#### [Data shown]
___

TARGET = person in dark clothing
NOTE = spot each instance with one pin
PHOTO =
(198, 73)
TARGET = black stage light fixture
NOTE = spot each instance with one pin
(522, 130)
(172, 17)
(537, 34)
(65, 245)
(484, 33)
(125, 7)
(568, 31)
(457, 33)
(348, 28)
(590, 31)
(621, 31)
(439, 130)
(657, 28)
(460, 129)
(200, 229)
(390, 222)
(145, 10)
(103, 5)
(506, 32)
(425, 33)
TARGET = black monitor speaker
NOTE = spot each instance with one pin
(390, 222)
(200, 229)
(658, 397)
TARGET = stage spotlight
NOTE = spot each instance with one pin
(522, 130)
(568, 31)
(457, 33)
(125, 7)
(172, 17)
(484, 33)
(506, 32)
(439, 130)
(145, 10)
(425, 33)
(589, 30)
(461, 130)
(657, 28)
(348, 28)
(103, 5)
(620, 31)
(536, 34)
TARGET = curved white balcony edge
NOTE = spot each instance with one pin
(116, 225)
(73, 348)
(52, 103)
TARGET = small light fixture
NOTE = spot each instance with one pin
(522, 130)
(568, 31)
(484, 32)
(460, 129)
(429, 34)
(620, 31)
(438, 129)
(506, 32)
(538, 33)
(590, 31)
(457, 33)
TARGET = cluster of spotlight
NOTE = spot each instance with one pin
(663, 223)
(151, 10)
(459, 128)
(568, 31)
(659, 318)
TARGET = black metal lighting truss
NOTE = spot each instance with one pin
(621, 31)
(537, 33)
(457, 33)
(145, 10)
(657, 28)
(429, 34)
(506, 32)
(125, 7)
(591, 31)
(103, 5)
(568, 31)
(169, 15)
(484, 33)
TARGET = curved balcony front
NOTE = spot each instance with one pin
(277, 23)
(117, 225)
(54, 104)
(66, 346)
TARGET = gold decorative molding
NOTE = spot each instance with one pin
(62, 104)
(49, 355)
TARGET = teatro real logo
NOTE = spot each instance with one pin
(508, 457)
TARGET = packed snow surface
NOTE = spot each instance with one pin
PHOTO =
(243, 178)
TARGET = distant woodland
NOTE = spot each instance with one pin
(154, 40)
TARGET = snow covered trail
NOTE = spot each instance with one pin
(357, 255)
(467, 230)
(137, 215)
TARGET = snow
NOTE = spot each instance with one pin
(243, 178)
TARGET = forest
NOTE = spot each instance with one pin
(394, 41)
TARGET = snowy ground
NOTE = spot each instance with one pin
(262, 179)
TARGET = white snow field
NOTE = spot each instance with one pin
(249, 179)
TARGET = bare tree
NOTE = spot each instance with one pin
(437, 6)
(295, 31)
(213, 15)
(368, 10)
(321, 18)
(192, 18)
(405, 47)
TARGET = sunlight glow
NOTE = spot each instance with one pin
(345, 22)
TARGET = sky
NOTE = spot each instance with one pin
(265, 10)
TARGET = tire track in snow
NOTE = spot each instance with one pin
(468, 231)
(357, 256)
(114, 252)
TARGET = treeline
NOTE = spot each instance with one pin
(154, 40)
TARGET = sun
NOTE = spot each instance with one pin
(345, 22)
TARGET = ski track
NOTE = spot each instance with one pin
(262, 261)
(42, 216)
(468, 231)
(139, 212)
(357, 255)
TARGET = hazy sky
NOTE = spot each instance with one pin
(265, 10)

___

#### [Instructions for the task]
Please put every one of the rows above into a two-column CSV with the header names input and output. Give one CSV line per row, with its text in the first column and its answer in the second, each in a single quoted field with line breaks replaced by spaces.

#### [Full response]
input,output
"TARGET = person in dark clothing NOTE = spot each instance with one pin PHOTO =","(198, 73)"
"TARGET = black stage light fixture NOTE = spot each instance with one pin","(522, 130) (172, 17) (537, 34) (65, 245) (484, 33) (125, 7) (568, 31) (457, 33) (348, 28) (590, 31) (621, 31) (439, 130) (657, 28) (460, 129) (200, 229) (390, 222) (145, 10) (103, 5) (506, 32) (425, 33)"
"TARGET = black monitor speaker NOTE = spot each instance with one pin","(390, 222) (200, 229) (658, 397)"
"TARGET = stage spotlight NOTE = spot each instance with one pin","(522, 130) (568, 31) (457, 33) (125, 7) (172, 17) (484, 33) (506, 32) (439, 130) (145, 10) (425, 33) (589, 30) (461, 130) (657, 28) (348, 28) (103, 5) (620, 31) (536, 34)"
"TARGET = curved white balcony edge NOTE = spot each instance with one pin","(116, 225) (73, 348) (52, 103)"
"TARGET = small light fixture NOTE = spot each instance with one pin","(522, 130) (568, 31) (484, 32) (460, 129) (429, 34) (620, 31) (438, 129) (506, 32) (538, 33) (590, 31) (457, 33)"
"TARGET = cluster of spotlight NOTE = spot each instance with one pin","(663, 223) (151, 10) (459, 128) (568, 31) (659, 318)"
"TARGET = black metal lighting truss NOTE = spot each instance with one pin","(621, 31) (537, 33) (457, 33) (145, 10) (657, 28) (429, 34) (506, 32) (125, 7) (591, 31) (103, 5) (568, 31) (169, 15) (484, 33)"
"TARGET = curved balcony front NOTE = spot each instance with one pin","(277, 23) (117, 225) (54, 104) (66, 346)"
"TARGET = gold decorative molding NOTE = spot each instance with one pin","(62, 104) (49, 355)"
"TARGET = teatro real logo NOTE = spot each instance with one pin","(508, 457)"
"TARGET = packed snow surface NOTE = spot each instance with one pin PHOTO =","(243, 178)"
"TARGET = distant woodland NOTE = spot each instance with one pin","(154, 40)"
"TARGET = snow covered trail NOTE = spot each instance with one pin","(357, 255) (467, 230) (137, 215)"
"TARGET = snow NOTE = spot each instance with one pin","(243, 178)"
"TARGET = forest NOTE = spot each instance with one pin","(394, 41)"
"TARGET = snowy ground NOTE = spot each instance with one pin","(262, 179)"
"TARGET = white snow field NOTE = spot each instance with one pin","(249, 179)"
"TARGET = bare tree NOTE = spot each instance with one pin","(437, 6) (295, 31) (213, 15) (368, 10) (321, 18) (192, 18) (405, 47)"
"TARGET = sunlight glow NOTE = spot each instance with one pin","(345, 22)"
"TARGET = sky NOTE = spot each instance with one pin","(265, 10)"
"TARGET = tire track in snow NOTE = spot each instance with one pin","(468, 231) (357, 256) (114, 252)"
"TARGET = treeline NOTE = spot each instance with one pin","(154, 40)"
"TARGET = sun NOTE = spot each instance with one pin","(345, 22)"
"TARGET = ski track NOTE = spot each instance with one pin","(262, 261) (42, 216) (468, 231) (139, 212) (357, 255)"
"TARGET = hazy sky NOTE = spot each instance with one pin","(265, 10)"